======== ARTICLE
J.-L. Hees  D. Bussereau.- bonjour. Je me demandais comment un ministre des  Transports vivait la crise. Tout le monde parle de la crise mais dans  votre champ d'activité, vous pouvez voir immédiatement les  conséquences d'un certain nombre de difficultés économiques. Donc,  comment vivez-vous cette crise ? 
 
La crise financière ne retombe pas pour l'instant dans le domaine du  transport, parce qu'on a toujours besoin de bouger pour le travail, pour les  déplacements du quotidien, pour les déplacements scolaires, pour les  déplacements professionnels, pour prendre des vacances. Ce qu'on a vu  pendant l'été, par exemple, mais cela c'était lié plutôt à l'effet pétrole, à  l'effet baril, c'est une moindre circulation des véhicules automobiles, avec  deux conséquences : une sympathique, qui est la baisse du nombre  d'accidents et une autre qui est plus économique, la baisse de la fréquentation  des réseaux autoroutiers. Pour le reste, il y a du monde dans les trains. Sur le  plan aéroportuaire et sur le plan des compagnies aériennes, c'est  traditionnellement la période un peu creuse de l'année, le mois d'octobre et  le mois de novembre. Donc il y a une baisse un peu de trafic, mais c'est  assez habituel peut-être un tout petit peu plus que d'habitude. Franchement,  le secteur des transports au plan mondial pour l'instant est plutôt étal et c'est  plutôt l'effet pétrole qui était important. 
 
Maintenant, je vais m'adresser à l'homme politique D. Bussereau,  c'est-à-dire que vous êtes quelqu'un de plutôt libéral. Est-ce que cela  remet en cause un certain nombre de choses, est-ce que sur le plan de  la philosophie économique, ça remet des pendules à l'heure ou au  contraire cela fait partit des cycles économiques ? 
 
Non, moi j'ai toujours lorsque j'étais étudiant et que j'apprenais l'économie  avec des grands auteurs comme R. Barre ou un certain nombre d'autres  économistes français ou européens - on était déjà dans la période 73, 70-73,  la première grande crise pétrolière - on avait déjà la mise en oeuvre de  mécanisme de relance économique. Je trouve que la gestion de la France, la  gestion de l'Europe après le sommet de samedi est adaptée, c'est-à-dire à la  fois elle n'est pas anxiogène mais on traite les problèmes et on informe les  gens. Je pense qu'on a besoin, dans une économie, de l'Etat. Rappelez-vous  d'ailleurs, quand j'étais ministre du Budget, avec N. Sarkozy nous n'avons  pas hésité à re-nationaliser provisoirement Alstom pour en faire aujourd'hui  une boîte française, une grande entreprise française très profitable, qui se  développe, qui a plus de commandes à la limite qu'elle ne peut produire en  particulier dans le domaine de l'industrie ferroviaire. Donc, je pense qu'il faut  de temps en temps revenir au rôle de l'Etat. C'est ce qui fait la force de se  capitalisme moderne qu'incarne l'Europe.
================
======== JEU DE DONNÉES
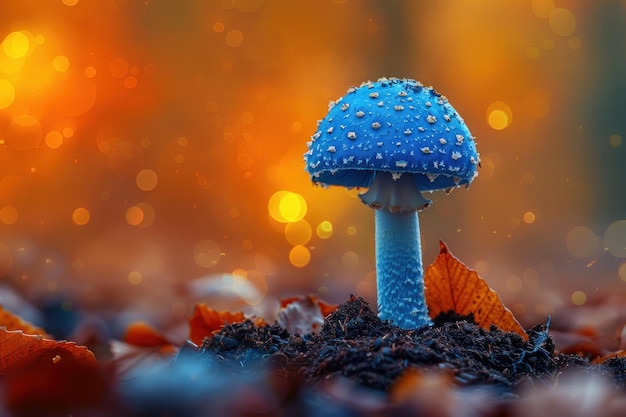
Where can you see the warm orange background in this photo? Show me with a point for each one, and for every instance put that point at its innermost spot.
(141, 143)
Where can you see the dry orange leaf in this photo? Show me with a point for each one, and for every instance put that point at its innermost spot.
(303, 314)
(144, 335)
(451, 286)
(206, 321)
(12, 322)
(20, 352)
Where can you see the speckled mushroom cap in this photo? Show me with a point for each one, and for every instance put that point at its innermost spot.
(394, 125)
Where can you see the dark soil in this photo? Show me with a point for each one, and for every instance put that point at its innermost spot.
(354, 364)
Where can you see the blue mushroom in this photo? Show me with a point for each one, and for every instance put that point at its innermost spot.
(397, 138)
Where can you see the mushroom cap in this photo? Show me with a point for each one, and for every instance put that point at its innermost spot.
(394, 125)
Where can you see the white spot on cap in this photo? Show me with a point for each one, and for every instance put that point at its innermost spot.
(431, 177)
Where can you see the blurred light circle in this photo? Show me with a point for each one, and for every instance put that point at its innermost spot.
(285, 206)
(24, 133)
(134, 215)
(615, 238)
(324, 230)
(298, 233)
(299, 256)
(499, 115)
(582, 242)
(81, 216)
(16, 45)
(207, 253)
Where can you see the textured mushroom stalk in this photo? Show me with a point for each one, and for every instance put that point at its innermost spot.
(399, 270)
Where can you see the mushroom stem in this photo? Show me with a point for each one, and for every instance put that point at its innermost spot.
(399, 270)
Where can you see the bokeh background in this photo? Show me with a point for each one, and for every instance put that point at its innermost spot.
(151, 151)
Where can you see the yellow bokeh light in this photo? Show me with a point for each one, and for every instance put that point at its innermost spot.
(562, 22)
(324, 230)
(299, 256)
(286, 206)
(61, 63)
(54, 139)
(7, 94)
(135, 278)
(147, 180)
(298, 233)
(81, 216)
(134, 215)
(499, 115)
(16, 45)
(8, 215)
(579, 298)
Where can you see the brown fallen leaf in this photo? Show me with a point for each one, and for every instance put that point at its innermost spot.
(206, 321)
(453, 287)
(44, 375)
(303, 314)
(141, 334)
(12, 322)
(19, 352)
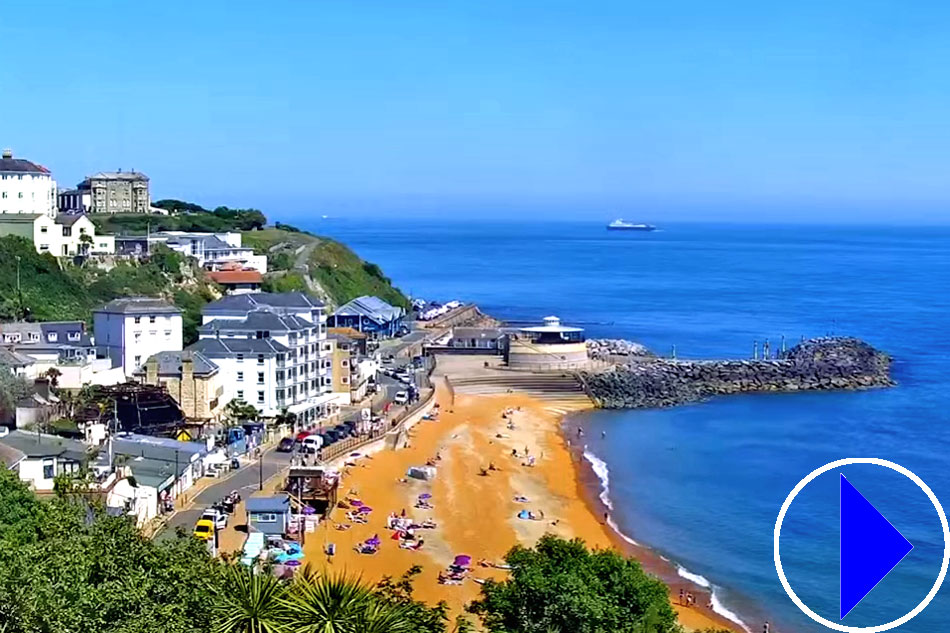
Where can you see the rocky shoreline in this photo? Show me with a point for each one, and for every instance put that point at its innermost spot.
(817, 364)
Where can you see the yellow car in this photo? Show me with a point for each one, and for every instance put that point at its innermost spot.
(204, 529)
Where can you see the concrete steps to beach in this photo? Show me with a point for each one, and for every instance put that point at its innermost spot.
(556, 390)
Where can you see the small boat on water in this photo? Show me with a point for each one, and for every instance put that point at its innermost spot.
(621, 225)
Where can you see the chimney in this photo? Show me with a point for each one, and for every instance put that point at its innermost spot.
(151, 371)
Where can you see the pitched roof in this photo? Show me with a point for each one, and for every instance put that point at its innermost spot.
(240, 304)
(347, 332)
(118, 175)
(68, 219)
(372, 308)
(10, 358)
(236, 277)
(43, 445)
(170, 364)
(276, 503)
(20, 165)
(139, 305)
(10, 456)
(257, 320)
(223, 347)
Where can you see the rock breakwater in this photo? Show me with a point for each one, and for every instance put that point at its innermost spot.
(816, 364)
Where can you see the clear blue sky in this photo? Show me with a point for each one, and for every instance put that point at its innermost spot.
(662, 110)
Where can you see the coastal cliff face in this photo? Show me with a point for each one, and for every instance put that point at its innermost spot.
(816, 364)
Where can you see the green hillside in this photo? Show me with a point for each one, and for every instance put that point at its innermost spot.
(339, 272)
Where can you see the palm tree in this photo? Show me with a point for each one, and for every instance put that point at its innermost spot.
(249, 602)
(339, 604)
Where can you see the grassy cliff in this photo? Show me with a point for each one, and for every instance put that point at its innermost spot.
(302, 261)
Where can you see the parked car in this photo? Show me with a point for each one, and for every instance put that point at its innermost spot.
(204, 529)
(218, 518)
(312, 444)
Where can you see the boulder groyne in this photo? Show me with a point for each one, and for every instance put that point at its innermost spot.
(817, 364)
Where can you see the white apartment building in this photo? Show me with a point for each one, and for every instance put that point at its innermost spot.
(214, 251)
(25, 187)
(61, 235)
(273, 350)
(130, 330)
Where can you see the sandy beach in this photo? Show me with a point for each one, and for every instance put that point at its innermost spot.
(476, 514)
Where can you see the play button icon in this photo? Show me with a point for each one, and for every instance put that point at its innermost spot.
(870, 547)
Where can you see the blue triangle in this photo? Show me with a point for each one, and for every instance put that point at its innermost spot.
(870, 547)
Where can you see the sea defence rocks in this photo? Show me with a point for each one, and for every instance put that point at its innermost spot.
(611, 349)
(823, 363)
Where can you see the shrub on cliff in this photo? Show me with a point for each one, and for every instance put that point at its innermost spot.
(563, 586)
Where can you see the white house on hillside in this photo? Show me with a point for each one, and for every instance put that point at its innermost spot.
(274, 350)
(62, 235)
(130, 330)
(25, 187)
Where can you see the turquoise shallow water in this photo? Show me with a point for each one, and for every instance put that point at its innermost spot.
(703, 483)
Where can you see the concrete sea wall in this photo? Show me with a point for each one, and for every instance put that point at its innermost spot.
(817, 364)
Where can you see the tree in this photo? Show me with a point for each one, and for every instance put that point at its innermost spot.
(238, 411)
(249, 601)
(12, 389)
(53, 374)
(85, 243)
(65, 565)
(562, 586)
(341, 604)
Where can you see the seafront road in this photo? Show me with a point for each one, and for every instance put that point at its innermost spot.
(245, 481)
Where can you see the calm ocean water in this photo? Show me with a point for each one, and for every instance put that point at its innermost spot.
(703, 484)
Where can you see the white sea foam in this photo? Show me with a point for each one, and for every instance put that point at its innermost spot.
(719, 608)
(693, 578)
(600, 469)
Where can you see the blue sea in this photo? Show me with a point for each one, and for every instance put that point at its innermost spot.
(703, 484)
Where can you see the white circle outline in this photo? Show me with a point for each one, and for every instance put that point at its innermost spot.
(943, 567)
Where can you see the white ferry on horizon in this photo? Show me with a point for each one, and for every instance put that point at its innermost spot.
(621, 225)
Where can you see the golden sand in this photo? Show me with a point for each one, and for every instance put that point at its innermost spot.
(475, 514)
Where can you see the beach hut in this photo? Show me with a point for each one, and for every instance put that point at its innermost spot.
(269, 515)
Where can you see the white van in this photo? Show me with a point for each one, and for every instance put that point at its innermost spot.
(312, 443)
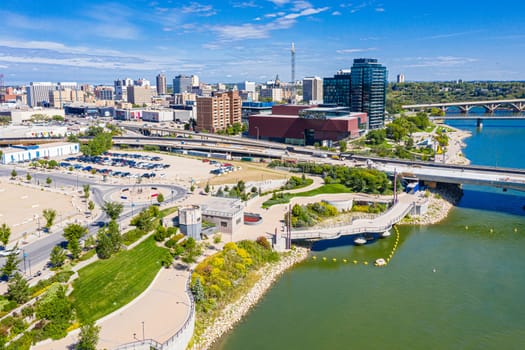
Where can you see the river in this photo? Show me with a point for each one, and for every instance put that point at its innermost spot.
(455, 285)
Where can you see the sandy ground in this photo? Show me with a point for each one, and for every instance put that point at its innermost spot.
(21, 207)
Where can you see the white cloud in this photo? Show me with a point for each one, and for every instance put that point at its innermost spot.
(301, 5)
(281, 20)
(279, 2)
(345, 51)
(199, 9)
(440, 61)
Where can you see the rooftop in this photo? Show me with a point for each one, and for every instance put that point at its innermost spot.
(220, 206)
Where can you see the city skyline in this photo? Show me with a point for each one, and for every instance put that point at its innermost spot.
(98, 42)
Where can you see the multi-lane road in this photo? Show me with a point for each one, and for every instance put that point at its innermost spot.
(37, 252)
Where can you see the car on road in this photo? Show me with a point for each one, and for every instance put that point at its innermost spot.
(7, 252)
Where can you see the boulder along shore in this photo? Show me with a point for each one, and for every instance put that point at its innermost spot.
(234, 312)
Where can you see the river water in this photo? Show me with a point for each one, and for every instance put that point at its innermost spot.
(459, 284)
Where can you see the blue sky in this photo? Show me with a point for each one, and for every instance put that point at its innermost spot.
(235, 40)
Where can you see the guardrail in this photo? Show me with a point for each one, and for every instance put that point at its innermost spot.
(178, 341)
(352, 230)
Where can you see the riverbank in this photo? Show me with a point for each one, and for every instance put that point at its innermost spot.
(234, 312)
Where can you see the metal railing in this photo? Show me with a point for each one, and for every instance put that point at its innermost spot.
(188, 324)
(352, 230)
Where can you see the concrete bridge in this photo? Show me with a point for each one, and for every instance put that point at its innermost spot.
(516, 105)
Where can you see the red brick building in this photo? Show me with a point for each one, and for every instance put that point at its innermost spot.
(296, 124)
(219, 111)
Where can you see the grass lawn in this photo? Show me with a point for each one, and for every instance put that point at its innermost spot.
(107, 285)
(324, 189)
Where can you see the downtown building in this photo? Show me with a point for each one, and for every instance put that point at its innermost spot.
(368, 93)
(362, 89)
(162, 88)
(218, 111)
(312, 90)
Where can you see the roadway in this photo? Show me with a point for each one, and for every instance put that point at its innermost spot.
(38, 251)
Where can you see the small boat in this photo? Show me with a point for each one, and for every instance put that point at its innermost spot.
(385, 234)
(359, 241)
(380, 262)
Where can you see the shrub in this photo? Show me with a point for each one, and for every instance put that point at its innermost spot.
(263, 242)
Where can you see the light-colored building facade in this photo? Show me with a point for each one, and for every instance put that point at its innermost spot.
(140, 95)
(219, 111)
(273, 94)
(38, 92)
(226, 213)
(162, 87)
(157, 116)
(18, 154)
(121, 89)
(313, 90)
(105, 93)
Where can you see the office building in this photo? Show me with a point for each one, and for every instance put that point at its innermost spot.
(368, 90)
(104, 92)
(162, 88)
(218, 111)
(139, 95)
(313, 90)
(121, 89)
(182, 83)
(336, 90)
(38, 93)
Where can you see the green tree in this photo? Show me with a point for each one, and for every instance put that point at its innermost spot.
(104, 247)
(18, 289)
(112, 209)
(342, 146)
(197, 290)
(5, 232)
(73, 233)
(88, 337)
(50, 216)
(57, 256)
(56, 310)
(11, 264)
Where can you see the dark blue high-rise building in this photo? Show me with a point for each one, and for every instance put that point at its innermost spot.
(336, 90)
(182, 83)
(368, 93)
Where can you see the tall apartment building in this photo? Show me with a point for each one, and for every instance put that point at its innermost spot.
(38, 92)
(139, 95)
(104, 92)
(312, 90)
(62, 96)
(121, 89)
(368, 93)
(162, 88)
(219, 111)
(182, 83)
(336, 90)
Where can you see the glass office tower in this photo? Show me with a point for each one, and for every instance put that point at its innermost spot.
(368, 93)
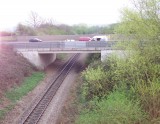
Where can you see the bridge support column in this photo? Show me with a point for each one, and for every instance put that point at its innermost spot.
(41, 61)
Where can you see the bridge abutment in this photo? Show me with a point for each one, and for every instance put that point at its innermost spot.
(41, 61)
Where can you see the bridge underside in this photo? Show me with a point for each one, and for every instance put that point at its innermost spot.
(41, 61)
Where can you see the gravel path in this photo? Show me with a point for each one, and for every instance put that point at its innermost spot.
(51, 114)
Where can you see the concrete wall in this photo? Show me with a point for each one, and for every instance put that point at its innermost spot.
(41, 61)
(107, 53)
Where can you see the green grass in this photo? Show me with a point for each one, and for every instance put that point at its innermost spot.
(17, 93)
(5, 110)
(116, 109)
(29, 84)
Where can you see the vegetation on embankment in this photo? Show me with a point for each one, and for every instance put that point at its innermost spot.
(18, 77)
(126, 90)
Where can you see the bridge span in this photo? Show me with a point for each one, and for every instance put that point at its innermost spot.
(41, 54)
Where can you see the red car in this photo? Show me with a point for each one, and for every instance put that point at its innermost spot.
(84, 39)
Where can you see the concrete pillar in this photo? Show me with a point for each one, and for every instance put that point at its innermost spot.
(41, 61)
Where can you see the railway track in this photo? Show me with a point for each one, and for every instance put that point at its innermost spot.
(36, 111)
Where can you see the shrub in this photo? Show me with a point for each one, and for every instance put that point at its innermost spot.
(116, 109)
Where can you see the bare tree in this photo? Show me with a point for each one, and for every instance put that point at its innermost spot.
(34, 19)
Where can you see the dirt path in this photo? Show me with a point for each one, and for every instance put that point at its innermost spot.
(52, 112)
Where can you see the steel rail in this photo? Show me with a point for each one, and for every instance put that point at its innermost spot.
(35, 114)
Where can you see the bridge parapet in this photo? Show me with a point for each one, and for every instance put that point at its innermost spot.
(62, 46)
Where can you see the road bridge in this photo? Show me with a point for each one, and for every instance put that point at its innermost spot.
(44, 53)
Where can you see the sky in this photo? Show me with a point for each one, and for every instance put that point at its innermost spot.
================
> [BUT DE L'EXERCICE]: Reproduisez mot pour mot le passage de l'entretien sur la crise qui va de « J.-L. Hees  D. » jusqu'à « cette crise ? » inclus.

> [RÉSULTAT ATTENDU]:
J.-L. Hees  D. Bussereau.- bonjour. Je me demandais comment un ministre des  Transports vivait la crise. Tout le monde parle de la crise mais dans  votre champ d'activité, vous pouvez voir immédiatement les  conséquences d'un certain nombre de difficultés économiques. Donc,  comment vivez-vous cette crise ?